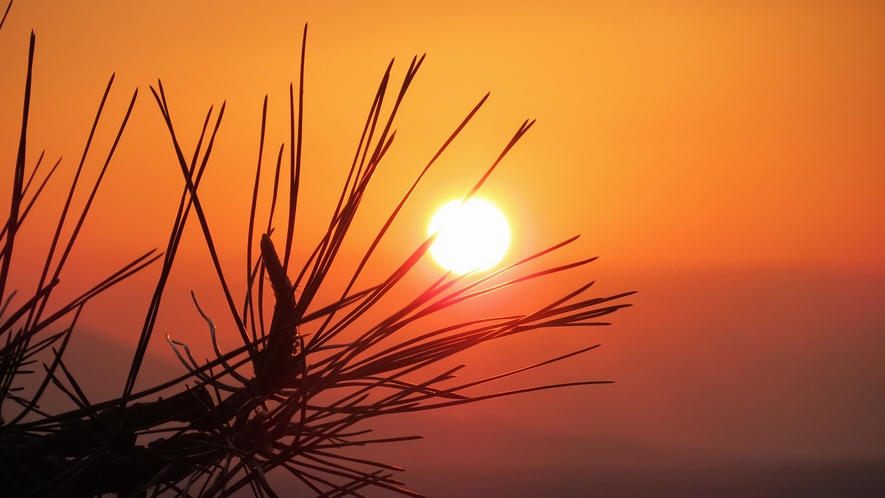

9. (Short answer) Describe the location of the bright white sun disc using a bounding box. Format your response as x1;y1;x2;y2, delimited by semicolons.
427;198;510;274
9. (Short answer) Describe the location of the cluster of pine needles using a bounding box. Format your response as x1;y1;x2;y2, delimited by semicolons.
0;2;630;497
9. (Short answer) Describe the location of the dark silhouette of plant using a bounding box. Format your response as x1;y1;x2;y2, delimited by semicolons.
0;2;631;497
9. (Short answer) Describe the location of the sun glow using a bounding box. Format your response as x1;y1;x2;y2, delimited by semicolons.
427;198;510;274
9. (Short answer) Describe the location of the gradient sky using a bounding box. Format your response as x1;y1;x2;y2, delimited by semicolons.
0;0;885;496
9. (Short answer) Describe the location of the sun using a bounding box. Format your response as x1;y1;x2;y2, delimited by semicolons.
427;198;510;275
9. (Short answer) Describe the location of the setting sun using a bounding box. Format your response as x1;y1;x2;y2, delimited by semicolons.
427;198;510;274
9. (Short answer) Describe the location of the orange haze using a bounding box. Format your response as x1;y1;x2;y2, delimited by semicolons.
0;0;885;496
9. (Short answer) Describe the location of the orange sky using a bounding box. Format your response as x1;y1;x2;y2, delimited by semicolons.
0;0;885;496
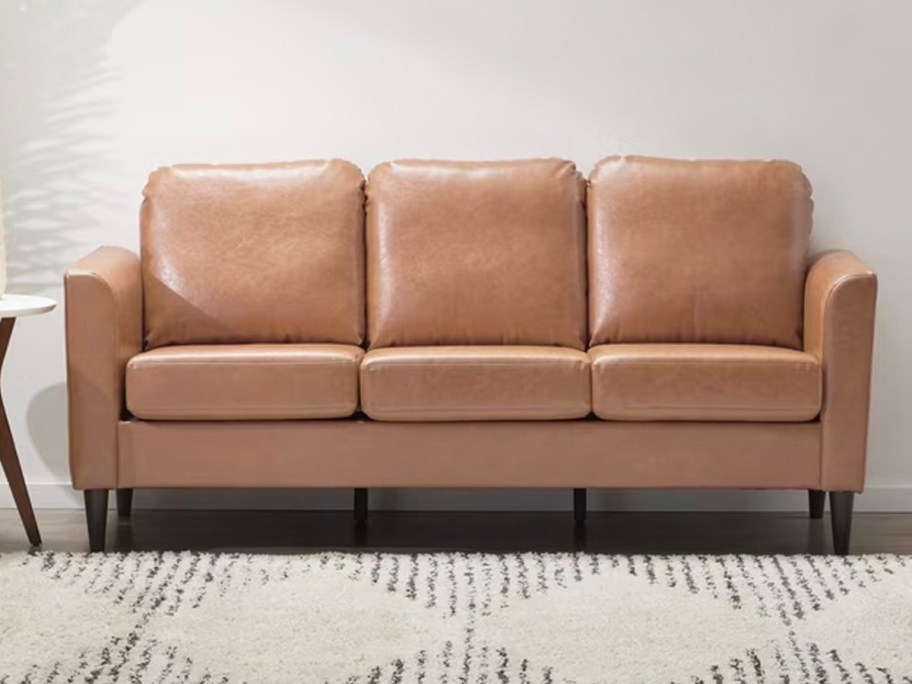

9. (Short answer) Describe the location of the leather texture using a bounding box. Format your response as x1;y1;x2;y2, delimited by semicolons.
119;419;820;489
804;251;877;492
366;159;586;349
142;160;364;348
588;157;813;349
589;344;822;422
361;347;591;421
64;247;142;489
127;344;364;420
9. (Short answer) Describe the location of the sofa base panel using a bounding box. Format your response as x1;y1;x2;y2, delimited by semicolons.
117;419;821;489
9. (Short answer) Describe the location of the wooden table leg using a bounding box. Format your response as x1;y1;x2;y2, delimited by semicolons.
0;318;41;546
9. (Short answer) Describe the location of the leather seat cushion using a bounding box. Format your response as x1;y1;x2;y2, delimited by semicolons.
589;344;822;422
126;344;364;420
361;346;591;421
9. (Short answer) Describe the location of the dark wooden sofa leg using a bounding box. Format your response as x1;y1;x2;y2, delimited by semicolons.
830;492;855;556
573;489;586;526
85;489;108;551
808;489;826;520
355;489;367;525
117;489;133;518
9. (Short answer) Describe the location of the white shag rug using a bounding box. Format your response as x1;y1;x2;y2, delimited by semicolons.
0;553;912;684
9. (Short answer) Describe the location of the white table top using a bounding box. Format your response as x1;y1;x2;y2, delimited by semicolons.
0;294;57;318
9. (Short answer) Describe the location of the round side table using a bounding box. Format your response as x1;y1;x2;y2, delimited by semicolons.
0;294;57;546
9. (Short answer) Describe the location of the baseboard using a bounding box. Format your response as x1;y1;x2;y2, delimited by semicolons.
0;483;912;513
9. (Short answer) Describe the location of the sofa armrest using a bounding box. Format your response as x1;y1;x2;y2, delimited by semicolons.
64;247;142;489
804;251;877;492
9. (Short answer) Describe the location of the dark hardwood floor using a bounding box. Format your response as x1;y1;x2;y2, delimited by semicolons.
0;510;912;554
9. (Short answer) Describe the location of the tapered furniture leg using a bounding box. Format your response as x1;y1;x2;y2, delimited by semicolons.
830;492;855;556
573;489;586;526
85;489;108;551
355;489;367;525
808;489;826;520
0;318;41;546
117;489;133;518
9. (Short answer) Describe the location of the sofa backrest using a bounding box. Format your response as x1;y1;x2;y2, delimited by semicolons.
366;159;586;349
141;160;364;347
588;157;813;348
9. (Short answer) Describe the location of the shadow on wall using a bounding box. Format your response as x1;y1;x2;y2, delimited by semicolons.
0;0;138;292
26;382;70;482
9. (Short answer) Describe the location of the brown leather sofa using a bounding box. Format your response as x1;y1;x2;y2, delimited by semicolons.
65;157;876;553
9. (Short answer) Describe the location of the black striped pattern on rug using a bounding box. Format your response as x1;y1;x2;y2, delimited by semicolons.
0;553;912;684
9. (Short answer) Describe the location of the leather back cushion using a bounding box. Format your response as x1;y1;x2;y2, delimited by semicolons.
366;159;586;349
588;157;813;349
141;160;364;348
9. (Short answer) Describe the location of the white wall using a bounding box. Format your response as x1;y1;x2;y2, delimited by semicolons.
0;0;912;510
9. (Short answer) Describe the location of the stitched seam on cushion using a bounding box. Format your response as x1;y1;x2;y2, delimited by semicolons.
370;402;588;413
130;359;357;371
362;359;590;370
134;402;354;415
619;404;819;413
592;354;820;369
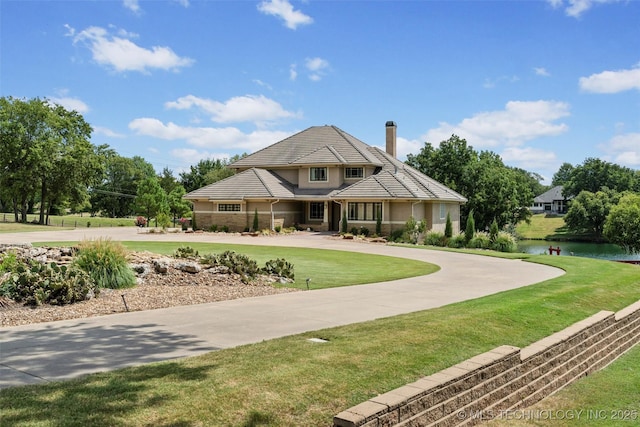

##########

→ Set problem
Can you copy the listing above word for word, from the line with "9. (Short answer) Describe the location of the sun glow" to the line with "361;346;591;421", both included, and leave out the pictures?

→ The response
9. (Short answer) Describe the location of the sun glow using a bounding box. Format your response as x1;y1;x2;y2, delimited by semicolons.
427;198;510;274
9. (Short answer) Describe the location of the gradient sky using a bounding box. Format your response as x1;y1;x2;y2, delimited by semicolons.
0;0;885;496
9. (Short answer) Describe the location of the sun using a bounding box. Format your response as x1;y1;x2;y2, delimited by semicolons.
427;198;510;275
9. (Short answer) Describe the location of the setting sun using a bounding box. Format your response as x1;y1;x2;y2, delimited by semicolons.
427;198;510;274
9. (Short answer) Describe the location of the orange haze using a bounding box. Format your response as x1;y1;x2;y2, delimited by semicolons.
0;0;885;496
9. (Short answer) Describe the location of the orange sky using a bounding box. Format your response as x1;y1;x2;y2, delimited by semicolons.
0;0;885;496

9. (Short answer) Describe the location of the leather texture using a bounding box. Format your response as x1;y1;x2;y2, delimited by semicolons.
119;419;820;489
804;251;877;492
366;159;586;349
142;160;364;348
588;157;813;349
589;344;822;422
361;347;591;421
64;247;142;489
127;344;364;420
9. (Short answer) Describe the location of the sofa base panel using a bounding box. Format your response as x1;y1;x2;y2, delimited by semicolons.
117;419;821;489
9. (Short answer) Describe the location of the wooden table leg using a bounding box. Format your response as x1;y1;x2;y2, delimited by semicolons.
0;318;41;546
9. (Short answer) Describe the location of the leather seat cushion using a bounding box. Format your response as x1;y1;x2;y2, delimited by semicolons.
589;344;822;422
126;344;364;420
361;346;591;421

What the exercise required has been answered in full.